→ DATA SECTION
-------------------------

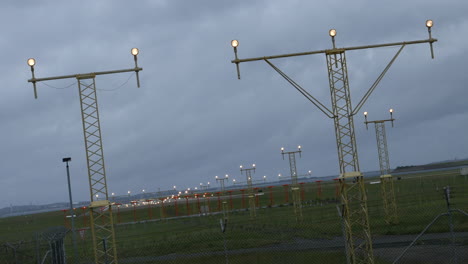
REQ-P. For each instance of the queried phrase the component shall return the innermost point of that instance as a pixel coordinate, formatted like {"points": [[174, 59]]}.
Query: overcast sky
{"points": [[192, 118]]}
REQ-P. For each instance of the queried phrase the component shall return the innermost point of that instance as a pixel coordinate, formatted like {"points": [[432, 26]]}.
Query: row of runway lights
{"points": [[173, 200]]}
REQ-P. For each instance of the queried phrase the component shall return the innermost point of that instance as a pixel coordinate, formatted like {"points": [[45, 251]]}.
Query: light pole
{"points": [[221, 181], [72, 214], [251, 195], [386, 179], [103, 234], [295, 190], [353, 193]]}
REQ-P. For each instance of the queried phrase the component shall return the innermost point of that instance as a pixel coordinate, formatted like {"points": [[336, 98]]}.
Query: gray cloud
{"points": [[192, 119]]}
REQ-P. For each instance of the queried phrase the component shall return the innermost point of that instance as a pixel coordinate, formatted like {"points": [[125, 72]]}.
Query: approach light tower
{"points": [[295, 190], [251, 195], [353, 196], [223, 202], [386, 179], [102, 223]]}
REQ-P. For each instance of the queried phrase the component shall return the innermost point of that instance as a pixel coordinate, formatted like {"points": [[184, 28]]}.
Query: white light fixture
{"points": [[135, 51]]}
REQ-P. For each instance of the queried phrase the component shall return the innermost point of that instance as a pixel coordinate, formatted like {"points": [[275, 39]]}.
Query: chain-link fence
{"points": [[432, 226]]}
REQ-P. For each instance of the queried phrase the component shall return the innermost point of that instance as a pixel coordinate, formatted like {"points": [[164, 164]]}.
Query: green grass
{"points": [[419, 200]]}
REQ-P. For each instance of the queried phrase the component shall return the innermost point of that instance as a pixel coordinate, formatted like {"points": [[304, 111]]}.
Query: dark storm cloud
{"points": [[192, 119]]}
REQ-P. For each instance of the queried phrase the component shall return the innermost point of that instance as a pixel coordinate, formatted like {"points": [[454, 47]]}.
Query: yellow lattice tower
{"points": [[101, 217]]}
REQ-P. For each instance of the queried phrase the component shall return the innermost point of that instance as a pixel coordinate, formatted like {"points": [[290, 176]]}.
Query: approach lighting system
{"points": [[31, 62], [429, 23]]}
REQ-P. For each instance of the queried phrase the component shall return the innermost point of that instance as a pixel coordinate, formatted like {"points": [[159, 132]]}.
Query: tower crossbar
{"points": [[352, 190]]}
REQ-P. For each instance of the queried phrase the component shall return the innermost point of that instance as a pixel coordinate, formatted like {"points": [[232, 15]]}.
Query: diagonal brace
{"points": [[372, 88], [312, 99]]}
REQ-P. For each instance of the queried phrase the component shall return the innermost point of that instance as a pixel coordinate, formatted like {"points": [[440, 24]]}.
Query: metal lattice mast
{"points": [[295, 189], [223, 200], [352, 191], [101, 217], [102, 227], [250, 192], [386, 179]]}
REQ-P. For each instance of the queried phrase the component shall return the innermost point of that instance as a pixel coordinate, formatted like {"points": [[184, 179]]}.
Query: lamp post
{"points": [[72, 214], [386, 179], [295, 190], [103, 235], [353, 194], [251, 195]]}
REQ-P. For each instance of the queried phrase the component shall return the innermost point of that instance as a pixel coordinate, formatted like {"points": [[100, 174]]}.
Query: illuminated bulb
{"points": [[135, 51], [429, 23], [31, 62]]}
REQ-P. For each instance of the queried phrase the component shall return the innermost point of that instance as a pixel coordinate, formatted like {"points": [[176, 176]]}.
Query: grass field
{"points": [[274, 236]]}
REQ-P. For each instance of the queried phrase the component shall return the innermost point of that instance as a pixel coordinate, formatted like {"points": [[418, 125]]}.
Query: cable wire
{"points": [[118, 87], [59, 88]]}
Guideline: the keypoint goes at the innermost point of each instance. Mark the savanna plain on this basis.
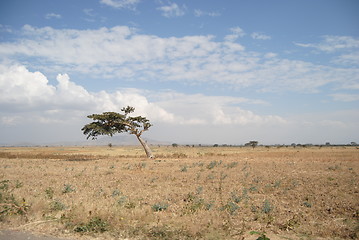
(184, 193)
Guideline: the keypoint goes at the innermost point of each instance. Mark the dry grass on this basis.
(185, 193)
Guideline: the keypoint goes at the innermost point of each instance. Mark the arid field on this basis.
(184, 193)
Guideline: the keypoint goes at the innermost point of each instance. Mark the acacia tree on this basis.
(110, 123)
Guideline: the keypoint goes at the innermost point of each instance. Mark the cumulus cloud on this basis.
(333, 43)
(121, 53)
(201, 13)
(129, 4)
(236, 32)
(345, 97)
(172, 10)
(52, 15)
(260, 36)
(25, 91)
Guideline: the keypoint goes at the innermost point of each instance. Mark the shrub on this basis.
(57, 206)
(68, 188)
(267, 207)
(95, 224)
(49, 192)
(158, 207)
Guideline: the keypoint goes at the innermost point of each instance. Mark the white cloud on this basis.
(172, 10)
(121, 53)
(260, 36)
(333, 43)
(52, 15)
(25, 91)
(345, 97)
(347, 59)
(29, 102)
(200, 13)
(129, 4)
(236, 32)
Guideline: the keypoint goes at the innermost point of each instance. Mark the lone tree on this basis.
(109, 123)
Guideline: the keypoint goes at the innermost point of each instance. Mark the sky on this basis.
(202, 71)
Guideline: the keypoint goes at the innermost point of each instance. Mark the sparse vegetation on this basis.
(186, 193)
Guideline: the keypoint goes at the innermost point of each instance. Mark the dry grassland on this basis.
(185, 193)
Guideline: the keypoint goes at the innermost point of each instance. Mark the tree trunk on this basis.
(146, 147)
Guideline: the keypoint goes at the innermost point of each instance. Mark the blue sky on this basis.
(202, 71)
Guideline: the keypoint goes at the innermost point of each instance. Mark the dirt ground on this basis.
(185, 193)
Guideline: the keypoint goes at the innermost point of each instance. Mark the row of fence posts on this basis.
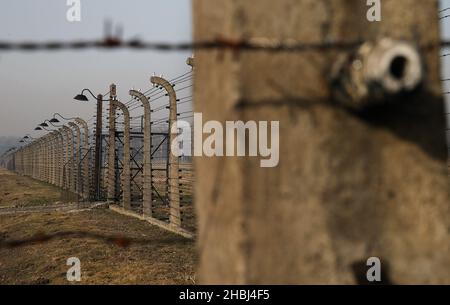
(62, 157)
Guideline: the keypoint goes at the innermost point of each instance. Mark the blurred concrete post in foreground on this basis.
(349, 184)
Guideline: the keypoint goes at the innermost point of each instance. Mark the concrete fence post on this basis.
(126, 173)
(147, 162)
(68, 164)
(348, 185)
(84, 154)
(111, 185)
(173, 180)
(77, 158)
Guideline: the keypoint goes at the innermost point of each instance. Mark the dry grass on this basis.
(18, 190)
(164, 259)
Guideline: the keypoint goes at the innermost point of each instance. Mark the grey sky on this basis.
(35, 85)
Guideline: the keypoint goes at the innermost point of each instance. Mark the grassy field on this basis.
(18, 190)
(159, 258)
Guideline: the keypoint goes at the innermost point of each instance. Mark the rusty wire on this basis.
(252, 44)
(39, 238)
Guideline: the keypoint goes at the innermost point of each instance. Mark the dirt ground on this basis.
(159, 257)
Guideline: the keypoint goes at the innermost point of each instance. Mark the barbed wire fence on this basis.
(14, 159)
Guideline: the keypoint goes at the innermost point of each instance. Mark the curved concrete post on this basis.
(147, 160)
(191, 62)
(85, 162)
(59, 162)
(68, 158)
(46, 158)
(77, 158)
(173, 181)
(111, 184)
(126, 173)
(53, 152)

-------------------------

→ PROMPT
Leaving out the images, repeat the listing above exactly.

→ ANSWER TO THIS EXERCISE
REQ-P. For each instance of the queried phrase the component shall return the innermost point of that instance as a pixel coordinate, formatted like {"points": [[174, 59]]}.
Query: overcast sky
{"points": [[192, 118]]}
REQ-P. For each instance of the queried phrase the component shall return the innermost point of that instance as a pixel coordinate, formatted like {"points": [[432, 26]]}.
Query: row of runway lights
{"points": [[173, 200]]}
REQ-P. For each instance of the queried phrase the component shall return the innermost point of that instance as a pixel coordinate, formatted like {"points": [[45, 251]]}.
Query: light pole
{"points": [[221, 181], [72, 214], [251, 195], [386, 179], [103, 234], [295, 190], [353, 193]]}
REQ-P. For each instance of the queried phrase the component shall return the innermost point of that instance as a pixel coordinate, formatted like {"points": [[336, 98]]}.
Query: gray cloud
{"points": [[192, 119]]}
REQ-P. For each instance of the queried phrase the component shall return the innermost point of that instance as a pixel coordinate, formatted like {"points": [[125, 72]]}.
Query: approach light tower
{"points": [[295, 190], [251, 195], [353, 196], [223, 202], [386, 179], [102, 223]]}
REQ-P. For each instance of the queried phrase the component shall return the innermost point of that instance as a pixel coordinate, formatted like {"points": [[184, 28]]}.
Query: white light fixture
{"points": [[135, 51]]}
REQ-P. For each instance of the queried phrase the component shall return the innermost point of that instance as a pixel coordinate, formatted like {"points": [[275, 39]]}.
Query: chain-link fence
{"points": [[432, 226]]}
REQ-P. For each instance of the queried phrase the component shall return the innermost point of that instance as a pixel coordinate, formatted like {"points": [[164, 164]]}.
Query: green grass
{"points": [[419, 200]]}
REQ-P. For each instance of the queried phrase the component shall return the innermost point of that instance as a pixel coordinate, formatted like {"points": [[304, 111]]}.
Query: dark storm cloud
{"points": [[192, 119]]}
REQ-P. For each instance of the queried phrase the component shall return the innermost point of that instance as a pixel coordinate, formatted like {"points": [[454, 47]]}.
Query: yellow lattice tower
{"points": [[101, 217]]}
REQ-P. For each instance of the queried phrase the component shall return the innermost point of that instance as a pixel coordinate, formatted like {"points": [[290, 176]]}.
Query: approach lighting system
{"points": [[31, 62], [429, 23]]}
REQ-P. For each instance of the queried phrase the component shall return the innermost point of that instance as a pixel coordinate, formatted like {"points": [[159, 132]]}.
Query: tower crossbar
{"points": [[352, 190]]}
REQ-P. For each instance of the queried phrase the component shall return the innermost point of that instance as a pixel coordinate, formatted like {"points": [[232, 15]]}.
Query: diagonal brace
{"points": [[372, 88], [312, 99]]}
REQ-P. For each instance of the queried phrase the component shall return the innermost point of that instance as a pixel coordinate, formatted like {"points": [[440, 24]]}.
Query: metal lattice mast
{"points": [[295, 189], [223, 200], [352, 191], [101, 217], [102, 227], [250, 192], [386, 179]]}
REQ-P. For each instance of the queried phrase the component shall return the innermost point of that instance as a pixel coordinate, formatted like {"points": [[184, 179]]}.
Query: lamp post
{"points": [[72, 214], [386, 179], [295, 190], [103, 235], [353, 194], [251, 195]]}
REQ-P. For each instance of the queried phrase the component shall return the innermost point of that instance as a pixel coordinate, formatted like {"points": [[100, 174]]}.
Query: illuminated bulb
{"points": [[135, 51], [429, 23], [31, 62]]}
REQ-P. For each instance of the queried phrase the component shall return the innermost point of that instance as a pixel coordinate, formatted like {"points": [[176, 176]]}.
Query: grass field
{"points": [[274, 236]]}
REQ-P. For each instance of the queried phrase the component shall return the innermost point of that instance as a pixel coordinate, formatted like {"points": [[418, 125]]}.
Query: cable wire
{"points": [[118, 87], [59, 88]]}
Guideline: the keypoint goes at the innermost point of each instance. Mark the savanna plain on this basis.
(184, 193)
Guideline: the keypoint goes at the innermost point of each instance. Mark the dry grass on this basis.
(185, 193)
Guideline: the keypoint goes at the innermost point of each instance. Mark the arid field on this basis.
(184, 193)
Guideline: the keypoint goes at the innermost point of each instance. Mark the acacia tree on this basis.
(110, 123)
Guideline: the keypoint goes at the innermost point of each instance. Mark the cumulus cloud on this basis.
(333, 43)
(121, 53)
(201, 13)
(129, 4)
(236, 32)
(345, 97)
(172, 10)
(52, 15)
(260, 36)
(25, 91)
Guideline: the keypoint goes at the innermost point of each instance. Mark the shrub on this basis.
(57, 206)
(68, 188)
(267, 207)
(95, 224)
(49, 192)
(158, 207)
Guideline: the keypoint goes at the innermost point of each instance. Mark the white cloud on this basis.
(172, 10)
(121, 53)
(260, 36)
(333, 43)
(52, 15)
(25, 91)
(345, 97)
(347, 59)
(29, 102)
(200, 13)
(129, 4)
(236, 32)
Guideline: the keypoint goes at the innermost point of each instance. Mark the lone tree on this basis.
(109, 123)
Guideline: the keypoint goes at the innermost point of each instance. Mark the sky on this basis.
(202, 71)
Guideline: the keypoint goes at the innermost point of each instance. Mark the sparse vegetation on this basis.
(186, 193)
Guideline: the keypoint goes at the innermost point of each instance. Mark the dry grassland on this basis.
(185, 193)
Guideline: the keypoint goes at the innermost point of each instance. Mark the tree trunk on this basis.
(146, 147)
Guideline: the keypoint goes at the innermost point of each instance. Mark the blue sky on this basis.
(202, 71)
Guideline: the keypoint goes at the innermost point of each instance. Mark the dirt ground on this basis.
(185, 193)
Guideline: the keypoint goes at the innermost point of each instance. Mark the row of fence posts on this basis.
(62, 157)
Guideline: the keypoint goes at the innermost point of each instance. Mark the blurred concrete post in foreground on this basis.
(349, 184)
Guideline: the keypoint goes at the innermost point of each instance. Mark the concrete fence post on this basis.
(126, 173)
(147, 162)
(68, 164)
(348, 185)
(84, 154)
(111, 185)
(173, 180)
(77, 158)
Guideline: the keypoint goes at the innermost point of each instance. Mark the dry grass on this basis.
(18, 190)
(164, 259)
Guideline: the keypoint goes at the innermost point of each instance. Mark the grey sky on this basis.
(35, 85)
Guideline: the keypoint goes at the innermost point of each instance. Mark the grassy field on this basis.
(18, 190)
(159, 258)
Guideline: the keypoint goes at the innermost point of each instance. Mark the rusty wire on this basis.
(252, 44)
(39, 238)
Guideline: the keypoint goes at the innermost point of each instance. Mark the dirt ground on this basis.
(159, 257)
Guideline: the keypoint goes at the innermost point of each instance. Mark the barbed wire fence on this basis.
(14, 159)
Guideline: the keypoint goes at the innermost point of each instance. Mark the curved concrete post on this basis.
(147, 160)
(191, 62)
(85, 162)
(59, 162)
(68, 158)
(46, 158)
(77, 158)
(173, 181)
(111, 184)
(126, 173)
(53, 152)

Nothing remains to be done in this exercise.